┌─ Data provided
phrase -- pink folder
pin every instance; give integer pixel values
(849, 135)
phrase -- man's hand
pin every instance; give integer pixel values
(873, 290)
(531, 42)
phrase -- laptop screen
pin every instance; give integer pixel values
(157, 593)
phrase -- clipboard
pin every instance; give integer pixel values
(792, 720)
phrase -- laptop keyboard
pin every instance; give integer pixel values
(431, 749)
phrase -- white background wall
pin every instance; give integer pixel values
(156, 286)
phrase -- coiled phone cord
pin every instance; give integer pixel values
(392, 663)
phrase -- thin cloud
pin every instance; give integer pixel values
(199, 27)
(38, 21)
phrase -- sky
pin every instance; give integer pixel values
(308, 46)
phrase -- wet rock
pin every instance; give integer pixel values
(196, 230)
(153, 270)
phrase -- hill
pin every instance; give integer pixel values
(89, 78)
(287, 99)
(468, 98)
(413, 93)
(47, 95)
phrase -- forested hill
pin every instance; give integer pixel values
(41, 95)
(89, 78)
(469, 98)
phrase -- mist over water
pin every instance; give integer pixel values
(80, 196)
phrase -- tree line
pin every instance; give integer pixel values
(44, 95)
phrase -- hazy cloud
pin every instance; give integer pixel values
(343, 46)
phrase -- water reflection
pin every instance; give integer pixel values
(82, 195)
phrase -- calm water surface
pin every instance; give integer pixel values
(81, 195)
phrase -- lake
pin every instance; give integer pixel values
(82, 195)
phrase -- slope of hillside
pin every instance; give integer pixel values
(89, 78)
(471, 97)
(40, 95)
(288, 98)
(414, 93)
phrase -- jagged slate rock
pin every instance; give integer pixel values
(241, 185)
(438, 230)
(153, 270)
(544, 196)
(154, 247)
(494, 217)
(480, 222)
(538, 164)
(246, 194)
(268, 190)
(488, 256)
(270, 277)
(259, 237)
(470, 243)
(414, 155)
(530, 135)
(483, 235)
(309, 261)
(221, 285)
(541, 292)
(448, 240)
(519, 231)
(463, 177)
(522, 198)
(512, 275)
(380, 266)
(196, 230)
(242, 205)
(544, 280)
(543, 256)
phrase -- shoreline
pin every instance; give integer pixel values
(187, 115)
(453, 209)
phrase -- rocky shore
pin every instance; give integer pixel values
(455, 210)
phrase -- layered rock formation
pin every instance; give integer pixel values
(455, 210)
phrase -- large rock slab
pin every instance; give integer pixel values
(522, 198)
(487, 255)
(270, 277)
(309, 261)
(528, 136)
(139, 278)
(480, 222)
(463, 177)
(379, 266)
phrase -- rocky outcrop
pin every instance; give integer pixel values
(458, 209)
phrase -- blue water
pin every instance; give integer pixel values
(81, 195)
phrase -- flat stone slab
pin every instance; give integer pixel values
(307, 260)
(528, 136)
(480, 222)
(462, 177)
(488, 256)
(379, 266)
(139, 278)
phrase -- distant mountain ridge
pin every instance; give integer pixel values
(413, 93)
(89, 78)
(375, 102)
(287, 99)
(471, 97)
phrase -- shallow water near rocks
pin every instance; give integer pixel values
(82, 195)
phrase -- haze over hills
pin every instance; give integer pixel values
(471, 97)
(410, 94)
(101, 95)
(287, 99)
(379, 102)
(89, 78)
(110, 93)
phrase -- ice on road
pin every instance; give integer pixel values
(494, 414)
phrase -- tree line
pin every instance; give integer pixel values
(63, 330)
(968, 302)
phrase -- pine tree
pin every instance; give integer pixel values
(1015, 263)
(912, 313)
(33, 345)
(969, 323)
└─
Copy the listing again from the line that contains "phrase -- pine tree" through its last line, requests included, and add 15 to every coordinate value in the answers.

phrase -- pine tree
pin every instance; give integer pixel values
(1030, 278)
(927, 328)
(48, 360)
(984, 338)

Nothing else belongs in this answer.